■ **PROBLEM**: Treat the line containing "point: wooden deck of small boat" as the first line of the answer and the last line of the data as its final line, reproducing every line between exactly.

■ **EXTRACTED MATERIAL**:
______

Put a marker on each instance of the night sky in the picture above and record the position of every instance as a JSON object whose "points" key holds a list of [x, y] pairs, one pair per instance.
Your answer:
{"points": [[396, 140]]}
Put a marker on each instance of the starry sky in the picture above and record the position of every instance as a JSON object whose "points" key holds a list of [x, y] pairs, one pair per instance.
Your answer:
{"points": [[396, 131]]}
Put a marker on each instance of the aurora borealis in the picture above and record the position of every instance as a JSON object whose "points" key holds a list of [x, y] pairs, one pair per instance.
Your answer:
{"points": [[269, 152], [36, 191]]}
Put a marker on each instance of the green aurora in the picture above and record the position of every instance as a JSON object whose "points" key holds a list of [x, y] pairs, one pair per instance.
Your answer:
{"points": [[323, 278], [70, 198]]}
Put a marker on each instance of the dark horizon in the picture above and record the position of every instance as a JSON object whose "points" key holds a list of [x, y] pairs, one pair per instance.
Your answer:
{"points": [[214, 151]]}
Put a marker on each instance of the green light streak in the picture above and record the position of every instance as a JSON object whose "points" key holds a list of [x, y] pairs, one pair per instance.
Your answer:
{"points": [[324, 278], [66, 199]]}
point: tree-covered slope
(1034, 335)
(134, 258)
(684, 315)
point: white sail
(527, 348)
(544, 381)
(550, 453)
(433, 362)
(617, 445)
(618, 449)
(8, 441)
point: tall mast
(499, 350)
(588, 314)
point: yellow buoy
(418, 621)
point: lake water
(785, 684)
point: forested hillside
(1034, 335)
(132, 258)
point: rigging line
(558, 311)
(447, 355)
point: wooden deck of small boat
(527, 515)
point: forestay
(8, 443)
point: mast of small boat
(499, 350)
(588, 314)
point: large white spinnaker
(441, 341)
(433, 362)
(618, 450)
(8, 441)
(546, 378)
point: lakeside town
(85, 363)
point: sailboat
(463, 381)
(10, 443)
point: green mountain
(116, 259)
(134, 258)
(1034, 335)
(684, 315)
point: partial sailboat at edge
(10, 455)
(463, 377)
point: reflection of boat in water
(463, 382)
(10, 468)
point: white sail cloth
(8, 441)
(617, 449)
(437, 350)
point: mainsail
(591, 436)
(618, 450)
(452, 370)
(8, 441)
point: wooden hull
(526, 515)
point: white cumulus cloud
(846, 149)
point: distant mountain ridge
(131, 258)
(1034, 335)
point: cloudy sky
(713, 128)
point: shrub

______

■ **WRITTEN ANSWER**:
point: wooden deck of small boat
(527, 515)
point: forestay
(8, 443)
point: mast of small boat
(499, 350)
(588, 314)
point: large white spinnaker
(441, 341)
(433, 362)
(618, 450)
(8, 441)
(546, 378)
point: lakeside town
(85, 363)
point: sailboat
(463, 381)
(10, 443)
point: green mountain
(116, 259)
(134, 258)
(1034, 335)
(684, 315)
point: partial sailboat at edge
(10, 455)
(463, 377)
point: reflection of boat in water
(463, 382)
(10, 468)
point: white sail cloth
(8, 441)
(617, 449)
(437, 350)
point: mainsail
(591, 436)
(618, 450)
(452, 370)
(8, 441)
point: wooden hull
(526, 515)
point: white cumulus cloud
(846, 149)
point: distant mountain ridge
(131, 258)
(1034, 335)
point: cloudy sky
(713, 128)
point: shrub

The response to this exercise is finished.